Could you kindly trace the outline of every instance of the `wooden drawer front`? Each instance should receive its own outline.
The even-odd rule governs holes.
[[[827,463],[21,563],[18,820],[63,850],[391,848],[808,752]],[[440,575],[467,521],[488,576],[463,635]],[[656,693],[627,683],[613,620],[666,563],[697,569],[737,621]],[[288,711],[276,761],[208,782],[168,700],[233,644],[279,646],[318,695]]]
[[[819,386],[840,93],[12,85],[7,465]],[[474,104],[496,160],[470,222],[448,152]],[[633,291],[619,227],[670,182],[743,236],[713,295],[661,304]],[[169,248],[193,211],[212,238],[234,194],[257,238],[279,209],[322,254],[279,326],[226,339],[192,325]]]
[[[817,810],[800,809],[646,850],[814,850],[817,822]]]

--------

Vuelve a copiar todas las filas renombrando "wooden drawer front" como "wooden cabinet door", sin alterar nada más.

Could you kindly trace the outline of every instance of the `wooden cabinet door`? Each instance should receive its own outline.
The even-odd rule governs holes.
[[[827,463],[21,563],[18,820],[63,850],[391,848],[808,752]],[[440,575],[467,521],[488,576],[463,635]],[[656,693],[627,683],[613,620],[666,563],[697,569],[737,621]],[[288,711],[276,761],[208,782],[168,700],[233,644],[279,646],[318,695]]]
[[[819,386],[840,93],[12,85],[7,465]],[[474,104],[496,160],[470,222],[448,152]],[[633,291],[619,227],[670,182],[743,236],[713,295],[661,304]],[[169,248],[193,211],[212,238],[234,194],[257,238],[279,209],[322,254],[279,326],[226,339],[192,325]]]
[[[817,810],[800,809],[646,850],[814,850],[817,822]]]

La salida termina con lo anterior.